Passage provided:

· · · · · · ·

What do you mean without a VM? UiPath is UI automation. You have to have the automation running in a Windows UI. You don’t have to allocate/deallocate VMs to do this. You just need one. Then if you have multiple automations you want to run at the same time you may need additional VMs in the future. You don’t allocate a VM, run an automation, then deallocate the VM.

You could, of course, use a physical computer (ie laptop, desktop, or server) to run the automation jobs. But most people use VMs for scalability.

Think in this way. A website in a browser is expected to be way easier to be interpreted / deconstructed than a fully featured desktop app. Its not a simple task, but very doable to have an interpreter (maybe even an internal virtual screen manager with OCR) that could act in the same way as a browser, managing the website HTML/CSS DOM structure for interaction
Maybe this describe more what this technique is all about (extrapolating it)

I dont need a VM or even an emulated machine for a browser. A much simpler UiPath server could handle way more automations than spawning VMs.

· · · · · · ·

Stored data:
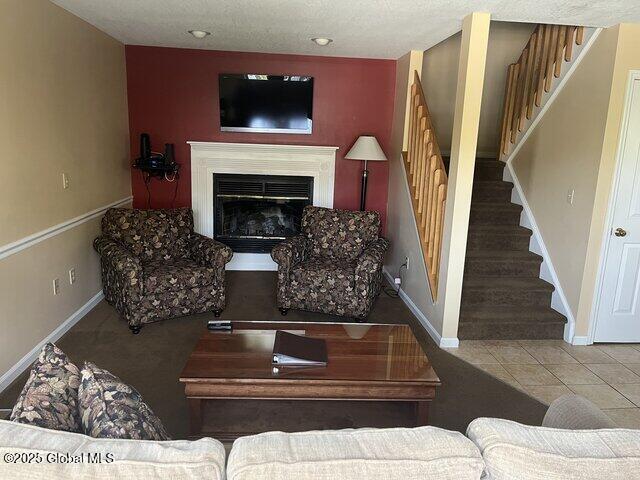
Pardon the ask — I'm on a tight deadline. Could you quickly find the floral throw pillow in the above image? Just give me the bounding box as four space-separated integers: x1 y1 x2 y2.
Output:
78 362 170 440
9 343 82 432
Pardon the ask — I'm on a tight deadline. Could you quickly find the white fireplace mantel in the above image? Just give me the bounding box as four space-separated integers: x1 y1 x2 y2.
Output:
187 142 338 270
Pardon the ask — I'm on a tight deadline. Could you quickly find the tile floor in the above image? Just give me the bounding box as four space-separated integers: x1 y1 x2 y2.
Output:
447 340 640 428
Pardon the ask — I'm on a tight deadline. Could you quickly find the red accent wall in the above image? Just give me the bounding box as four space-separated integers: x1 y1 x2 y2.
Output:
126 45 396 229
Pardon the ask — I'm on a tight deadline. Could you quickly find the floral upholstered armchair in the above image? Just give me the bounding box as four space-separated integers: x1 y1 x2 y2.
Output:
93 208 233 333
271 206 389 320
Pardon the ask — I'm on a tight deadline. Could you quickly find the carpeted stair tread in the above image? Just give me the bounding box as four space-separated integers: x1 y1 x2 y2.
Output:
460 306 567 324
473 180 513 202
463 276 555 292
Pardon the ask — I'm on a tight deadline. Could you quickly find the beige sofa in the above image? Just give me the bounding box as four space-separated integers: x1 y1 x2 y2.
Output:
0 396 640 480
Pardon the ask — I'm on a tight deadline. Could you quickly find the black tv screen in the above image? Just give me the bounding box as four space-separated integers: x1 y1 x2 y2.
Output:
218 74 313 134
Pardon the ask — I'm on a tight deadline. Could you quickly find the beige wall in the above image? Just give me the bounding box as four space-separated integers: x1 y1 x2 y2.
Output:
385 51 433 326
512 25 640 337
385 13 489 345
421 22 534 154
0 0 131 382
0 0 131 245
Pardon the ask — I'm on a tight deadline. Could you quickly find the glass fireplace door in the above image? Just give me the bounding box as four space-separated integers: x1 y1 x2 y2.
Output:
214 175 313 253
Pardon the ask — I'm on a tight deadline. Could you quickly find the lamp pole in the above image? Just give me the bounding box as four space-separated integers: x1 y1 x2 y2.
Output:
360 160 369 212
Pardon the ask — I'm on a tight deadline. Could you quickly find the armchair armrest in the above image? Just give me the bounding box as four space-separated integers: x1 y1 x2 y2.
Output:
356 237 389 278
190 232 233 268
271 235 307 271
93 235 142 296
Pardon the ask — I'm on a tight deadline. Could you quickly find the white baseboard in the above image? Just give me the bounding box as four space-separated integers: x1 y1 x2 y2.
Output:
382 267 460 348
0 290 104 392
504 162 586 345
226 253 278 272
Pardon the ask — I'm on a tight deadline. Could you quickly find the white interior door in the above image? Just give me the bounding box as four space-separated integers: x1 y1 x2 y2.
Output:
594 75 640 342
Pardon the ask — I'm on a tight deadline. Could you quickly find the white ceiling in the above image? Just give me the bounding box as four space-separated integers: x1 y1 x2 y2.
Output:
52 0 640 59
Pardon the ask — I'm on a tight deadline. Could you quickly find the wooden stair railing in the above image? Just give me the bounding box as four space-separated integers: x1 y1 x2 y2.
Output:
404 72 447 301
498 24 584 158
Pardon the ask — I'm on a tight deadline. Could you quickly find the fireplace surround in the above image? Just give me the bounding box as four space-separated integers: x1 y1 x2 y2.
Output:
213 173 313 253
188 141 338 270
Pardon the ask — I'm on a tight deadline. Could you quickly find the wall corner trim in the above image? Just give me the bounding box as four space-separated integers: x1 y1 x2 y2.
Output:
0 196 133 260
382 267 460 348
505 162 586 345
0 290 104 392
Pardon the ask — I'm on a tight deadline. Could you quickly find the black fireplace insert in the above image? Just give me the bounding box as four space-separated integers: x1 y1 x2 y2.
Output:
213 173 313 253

· · · · · · ·

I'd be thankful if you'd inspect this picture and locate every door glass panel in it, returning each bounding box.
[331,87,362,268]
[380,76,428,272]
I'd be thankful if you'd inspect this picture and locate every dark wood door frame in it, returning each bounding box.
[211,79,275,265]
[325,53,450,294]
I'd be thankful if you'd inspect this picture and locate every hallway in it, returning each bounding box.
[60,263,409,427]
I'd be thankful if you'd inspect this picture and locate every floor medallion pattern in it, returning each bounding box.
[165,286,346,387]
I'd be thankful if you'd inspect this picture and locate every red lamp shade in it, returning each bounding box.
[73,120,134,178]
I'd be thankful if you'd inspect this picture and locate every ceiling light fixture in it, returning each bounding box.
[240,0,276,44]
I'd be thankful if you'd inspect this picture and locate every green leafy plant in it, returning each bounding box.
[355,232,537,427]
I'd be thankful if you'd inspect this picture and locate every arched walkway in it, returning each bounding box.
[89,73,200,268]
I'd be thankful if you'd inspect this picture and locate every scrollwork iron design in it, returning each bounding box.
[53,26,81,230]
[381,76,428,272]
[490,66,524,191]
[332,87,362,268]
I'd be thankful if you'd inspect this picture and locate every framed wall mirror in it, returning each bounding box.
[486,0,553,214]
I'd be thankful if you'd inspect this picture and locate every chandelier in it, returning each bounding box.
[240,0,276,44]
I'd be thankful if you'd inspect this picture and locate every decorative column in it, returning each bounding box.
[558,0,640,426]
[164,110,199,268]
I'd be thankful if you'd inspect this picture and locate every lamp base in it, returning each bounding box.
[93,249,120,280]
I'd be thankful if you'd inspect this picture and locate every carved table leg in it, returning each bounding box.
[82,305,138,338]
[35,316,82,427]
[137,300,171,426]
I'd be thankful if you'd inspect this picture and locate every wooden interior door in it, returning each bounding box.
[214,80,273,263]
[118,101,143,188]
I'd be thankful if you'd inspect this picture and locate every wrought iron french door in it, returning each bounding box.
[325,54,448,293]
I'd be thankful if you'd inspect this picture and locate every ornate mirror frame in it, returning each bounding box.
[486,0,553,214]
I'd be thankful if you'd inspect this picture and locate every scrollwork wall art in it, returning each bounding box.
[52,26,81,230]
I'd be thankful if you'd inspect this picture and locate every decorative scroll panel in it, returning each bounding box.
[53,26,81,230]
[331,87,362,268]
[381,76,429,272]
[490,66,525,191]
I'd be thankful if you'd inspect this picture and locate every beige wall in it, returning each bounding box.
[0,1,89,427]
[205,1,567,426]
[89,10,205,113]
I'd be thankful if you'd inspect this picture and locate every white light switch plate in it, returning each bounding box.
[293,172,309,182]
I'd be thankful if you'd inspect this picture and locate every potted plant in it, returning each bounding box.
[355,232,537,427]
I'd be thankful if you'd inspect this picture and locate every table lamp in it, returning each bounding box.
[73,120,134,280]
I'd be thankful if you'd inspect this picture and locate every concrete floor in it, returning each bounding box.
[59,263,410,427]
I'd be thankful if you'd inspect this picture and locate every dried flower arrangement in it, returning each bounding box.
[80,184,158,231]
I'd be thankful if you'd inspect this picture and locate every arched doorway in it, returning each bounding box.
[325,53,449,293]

· · · · · · ·

Given request A: Reproduce everything in the UiPath and virtual machines passage from "Think in this" down to "than spawning VMs.".
Given request B: Carry on the UiPath and virtual machines passage from the point where it stops.

Exercise result A:
Think in this way. A website in a browser is expected to be way easier to be interpreted / deconstructed than a fully featured desktop app. Its not a simple task, but very doable to have an interpreter (maybe even an internal virtual screen manager with OCR) that could act in the same way as a browser, managing the website HTML/CSS DOM structure for interaction
Maybe this describe more what this technique is all about (extrapolating it)

I dont need a VM or even an emulated machine for a browser. A much simpler UiPath server could handle way more automations than spawning VMs.

Exercise result B:
Btw, this rabbit hole could go further, interpreting Windows GDI(+)/Direct2D and adding even Windows API analysis/handling, preserving screen independence / isolation
Which Wine is all about this approach, but no automation/scripting/interpreting feature is embedded on it, but could be.

Thanks

UiPath works directly with the web page objects in the browser, can scrape data, etc. It is very strong in web page automation.

It simply needs to be running on a Windows desktop to function. Because Windows is what gives it the UI objects.

I think maybe you don’t have a proper mental image of the purpose of UI automation. It’s to mimic human interation - ie clicking and typing - to perform repetitive tasks the same way humans do, exactly because there is no API, connector, etc that can solve your business case.

Maybe…
I guess Web Crawling with XPath may be useful im my case
Ive hoped that UiPath could do the next step in automation, providing a fully fledged DOM interpreter, when dealing with webpages , just like Selenium.

Spawning a miryad of VMs is so expensive

Just to add something. I think the closest to what you are saying would be the headless browser support:

This is not to say that you don’t need a machine to run the automation, because you do need to execute your code somewhere (if you want to use UiPath robots).

You don’t have to. You can run multiple automations on one VM.

Which idea is to use there? RDP? im failing to see desktop independence between session. Doable, but im afraid may become messy

Thanks

Thanks Maciej. Very appreciated

Yes, RDP is how UiPath works. Orchestrator uses RDP to connect to the computer where you want the automation to run. You can have multiple accounts logged in at the same time running different automations, or even multiple jobs of the same automation.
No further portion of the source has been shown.